Write the entries below out again exactly; any picture in them stays out.

## START

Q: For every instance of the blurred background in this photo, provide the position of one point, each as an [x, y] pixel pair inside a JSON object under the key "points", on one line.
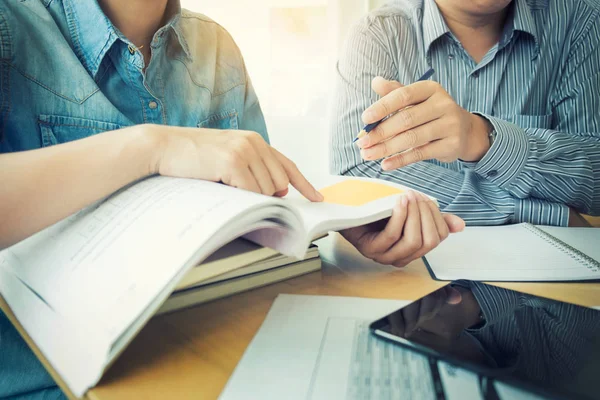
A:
{"points": [[290, 48]]}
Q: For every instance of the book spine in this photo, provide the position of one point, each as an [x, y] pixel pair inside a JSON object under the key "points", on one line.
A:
{"points": [[572, 252]]}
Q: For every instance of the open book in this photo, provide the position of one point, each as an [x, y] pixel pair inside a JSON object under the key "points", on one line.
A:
{"points": [[84, 287]]}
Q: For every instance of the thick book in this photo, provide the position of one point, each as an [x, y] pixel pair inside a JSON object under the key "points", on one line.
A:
{"points": [[232, 257], [518, 253], [226, 287], [84, 287]]}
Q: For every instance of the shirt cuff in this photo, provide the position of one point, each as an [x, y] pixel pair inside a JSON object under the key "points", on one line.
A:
{"points": [[506, 158], [541, 212]]}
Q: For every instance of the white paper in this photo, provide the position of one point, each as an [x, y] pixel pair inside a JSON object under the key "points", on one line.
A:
{"points": [[320, 348], [97, 277], [312, 347], [506, 253]]}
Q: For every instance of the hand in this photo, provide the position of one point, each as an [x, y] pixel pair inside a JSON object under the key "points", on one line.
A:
{"points": [[426, 123], [240, 159], [415, 227]]}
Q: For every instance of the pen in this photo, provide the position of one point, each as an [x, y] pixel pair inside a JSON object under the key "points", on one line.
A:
{"points": [[367, 129]]}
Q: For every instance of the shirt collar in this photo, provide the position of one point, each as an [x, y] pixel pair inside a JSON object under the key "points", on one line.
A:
{"points": [[93, 34], [434, 25], [520, 19]]}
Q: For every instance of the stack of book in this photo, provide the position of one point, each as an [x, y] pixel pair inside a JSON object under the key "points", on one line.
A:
{"points": [[250, 265]]}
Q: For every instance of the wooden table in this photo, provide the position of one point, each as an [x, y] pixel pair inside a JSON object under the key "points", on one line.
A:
{"points": [[192, 353]]}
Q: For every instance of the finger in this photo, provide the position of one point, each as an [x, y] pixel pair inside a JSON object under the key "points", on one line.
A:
{"points": [[279, 177], [282, 193], [392, 232], [431, 239], [404, 123], [398, 99], [411, 240], [429, 235], [429, 151], [244, 179], [383, 87], [440, 223], [259, 169], [399, 143], [455, 224], [297, 179]]}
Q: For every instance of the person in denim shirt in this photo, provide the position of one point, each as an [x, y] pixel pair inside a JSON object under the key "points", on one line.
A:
{"points": [[97, 94]]}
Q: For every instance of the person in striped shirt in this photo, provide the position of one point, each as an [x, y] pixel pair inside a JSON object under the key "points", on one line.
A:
{"points": [[507, 130]]}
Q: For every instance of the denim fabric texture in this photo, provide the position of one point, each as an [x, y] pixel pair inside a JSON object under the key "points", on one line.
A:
{"points": [[67, 73]]}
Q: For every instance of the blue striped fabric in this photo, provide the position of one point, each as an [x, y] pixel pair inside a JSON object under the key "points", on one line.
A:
{"points": [[539, 87]]}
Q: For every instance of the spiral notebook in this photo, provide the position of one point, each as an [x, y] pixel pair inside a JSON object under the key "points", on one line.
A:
{"points": [[516, 253]]}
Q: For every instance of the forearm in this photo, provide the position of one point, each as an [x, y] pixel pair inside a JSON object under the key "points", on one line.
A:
{"points": [[544, 164], [41, 187]]}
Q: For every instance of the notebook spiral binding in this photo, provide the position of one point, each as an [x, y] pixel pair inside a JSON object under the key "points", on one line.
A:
{"points": [[583, 258]]}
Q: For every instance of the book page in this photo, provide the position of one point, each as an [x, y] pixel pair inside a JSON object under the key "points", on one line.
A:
{"points": [[349, 202], [105, 264]]}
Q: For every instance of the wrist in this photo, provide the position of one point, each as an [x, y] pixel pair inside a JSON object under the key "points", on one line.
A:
{"points": [[151, 143], [479, 142]]}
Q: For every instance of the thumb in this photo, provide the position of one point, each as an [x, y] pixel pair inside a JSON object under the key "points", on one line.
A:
{"points": [[383, 87], [455, 224]]}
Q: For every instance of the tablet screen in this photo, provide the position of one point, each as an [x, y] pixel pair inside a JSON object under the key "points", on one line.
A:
{"points": [[505, 335]]}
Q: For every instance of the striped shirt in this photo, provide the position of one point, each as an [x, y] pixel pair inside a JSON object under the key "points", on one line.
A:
{"points": [[539, 87]]}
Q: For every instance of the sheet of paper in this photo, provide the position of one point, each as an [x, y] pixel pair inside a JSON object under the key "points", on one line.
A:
{"points": [[504, 253], [320, 348], [106, 268], [99, 272], [285, 359], [585, 240]]}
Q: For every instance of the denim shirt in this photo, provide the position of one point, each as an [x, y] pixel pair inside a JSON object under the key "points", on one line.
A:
{"points": [[67, 73]]}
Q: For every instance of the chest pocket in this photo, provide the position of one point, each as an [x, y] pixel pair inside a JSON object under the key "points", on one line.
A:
{"points": [[56, 129], [224, 120], [530, 121]]}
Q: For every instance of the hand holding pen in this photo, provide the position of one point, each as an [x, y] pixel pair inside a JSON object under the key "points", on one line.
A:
{"points": [[420, 122]]}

## END

### OUTPUT FOR THIS TASK
Q: For every instance of the blurred background in this photo, provide the position of one point, each as an [x, y] pixel pair inside a JSON object under the key "points", on one line.
A:
{"points": [[290, 48]]}
Q: For every instance of the book spine in this photo, provide the position of one point, each as an [x, y] pixel pair inside a JSON object under the key "points", on one line.
A:
{"points": [[572, 252]]}
Q: For every instance of the open book in this photo, provide the position of one point, each as an [x, y] pixel pair inside a JSON object under the key "points", on one line.
A:
{"points": [[84, 287]]}
Q: For every instance of the thick book in this photo, provide the position of one point, each as an [x, y] pixel pair inside a JSON object under the key "points", on one line.
A:
{"points": [[232, 257], [518, 253], [226, 287], [84, 287]]}
Q: For every instance of the shirt cuff in this photo, provide the position of one point, each as an [x, y] pixel pair inside a JSON object under the key "points", on one line.
A:
{"points": [[506, 158], [541, 212]]}
Q: For every instance of the white paper in this photo, provide the position of one point, each as an [x, y] pixel pair inside a JSON object under the key "points", on one line.
A:
{"points": [[320, 348], [97, 277], [312, 347], [506, 253]]}
Q: For every instance of the hand in this photo, provide the position of one point, each as an [x, y] pixel pair inside a JSON object under the key "points", on one line.
A:
{"points": [[426, 123], [240, 159], [415, 227]]}
Q: For every instance of the pen in this photo, provide the position of one point, each as an [x, y] pixel pair inside a JSON object under the key "points", on one line.
A:
{"points": [[367, 129]]}
Q: For every instance of the shirt collar in this photo, provide the position of one point, each as an [x, y] pixel pair inside a JSON object under the key "points", on one line.
A:
{"points": [[93, 34], [434, 25], [520, 19]]}
Q: For every instance of the stack of book in this photo, provide the position of one point, each as an [x, y] pixel pair inside a JSON object under the key "points", on one line.
A:
{"points": [[250, 265]]}
Q: For every instance of the wooden table in this photo, provide the position of one point, each as an [x, y] pixel pair inside a JSON object under the key "points", on one line.
A:
{"points": [[192, 353]]}
Q: For every instance of the finger in this photo, provide the position of one point, each as an [x, y] pixel pair inside a JSON object under the key "points", on one line.
A:
{"points": [[279, 177], [282, 193], [392, 232], [431, 239], [404, 123], [398, 99], [411, 240], [429, 235], [429, 151], [244, 179], [383, 87], [440, 223], [259, 169], [399, 143], [455, 224], [297, 179]]}
Q: For every instance of the person in denim shirt in this photo, provide the position of one point, each as an [x, y] pixel pair inside a JSON object under the key "points", on one line.
A:
{"points": [[97, 94]]}
Q: For every instance of the person in striped shirt in this photo, provide the position of one point, each as an [x, y] pixel pair inside a JSON object under the key "points", on one line.
A:
{"points": [[507, 130]]}
Q: For every instance of the denim fabric texture in this photo, provide the position of one point, each as an [x, y] pixel pair inside a JSON object under the key "points", on one line.
A:
{"points": [[67, 73]]}
Q: For every instance of the blue striped fabric in this photo, provide the position of one point, each as an [x, y] pixel pair inside a JSON object under the key "points", on one line.
A:
{"points": [[539, 87]]}
Q: For every instance of the spiral notebook in this photo, provide the position of one point, each as an [x, y] pixel pair inside a JSON object under the key "points", on one line.
A:
{"points": [[516, 253]]}
Q: For every instance of the forearm in this photo, provide the position of one point, each as an [x, y] pixel pair inside a JSON object under the key "points", on one line.
A:
{"points": [[544, 164], [41, 187]]}
Q: For every instance of the notebook spiral binding in this photo, provide the position of one point, each as an [x, y] pixel pair inside a JSON object under the key "points", on one line.
A:
{"points": [[583, 258]]}
Q: For every instance of the book page in this photo, provide the position of one point, each as an [x, y] pixel pair inside a JSON object under the key "points", on one line.
A:
{"points": [[349, 202], [105, 264]]}
Q: For every instance of the wrist in this photo, provide the position of one point, each as an [x, y] pixel pair inside a JSON object under the key "points", on one line.
A:
{"points": [[151, 143], [479, 142]]}
Q: For every instance of the thumb in this photo, provide the position of one point, each as an [x, y] pixel pair inside a JSON object under the key "points", on one line.
A:
{"points": [[383, 87], [455, 224]]}
Q: For every instance of the tablet screen in this photo, provide the position of one point, each as an [x, y] pixel pair inside a JSON object under the key "points", on one line.
A:
{"points": [[505, 335]]}
Q: For every instance of the striped shirt in this photo, provide the position of one point, each as an [x, y] pixel pair inside a JSON object under the key "points", on one line.
A:
{"points": [[539, 87]]}
Q: For every instance of the sheet of paper in this photo, provide the position of one point, each as an [x, y] pixel pair inside a JSON object under the key "points", on one line.
A:
{"points": [[504, 253], [320, 348], [106, 268], [99, 272], [285, 359], [585, 240]]}
Q: For every instance of the denim shirt in this photo, provide the position of one point, each as an [x, y] pixel pair inside a JSON object under the key "points", on one line.
A:
{"points": [[67, 73]]}
Q: For every instance of the chest pocket in this photo, provide the position of one point, each as an [x, y] pixel pair inside a JSON object under the key "points", on one line.
A:
{"points": [[56, 129], [224, 120], [530, 121]]}
Q: For every instance of the hand holding pen in this photo, provide the position of one point, each as an [x, y] pixel pair inside a JSON object under the key "points", on one line.
A:
{"points": [[420, 122]]}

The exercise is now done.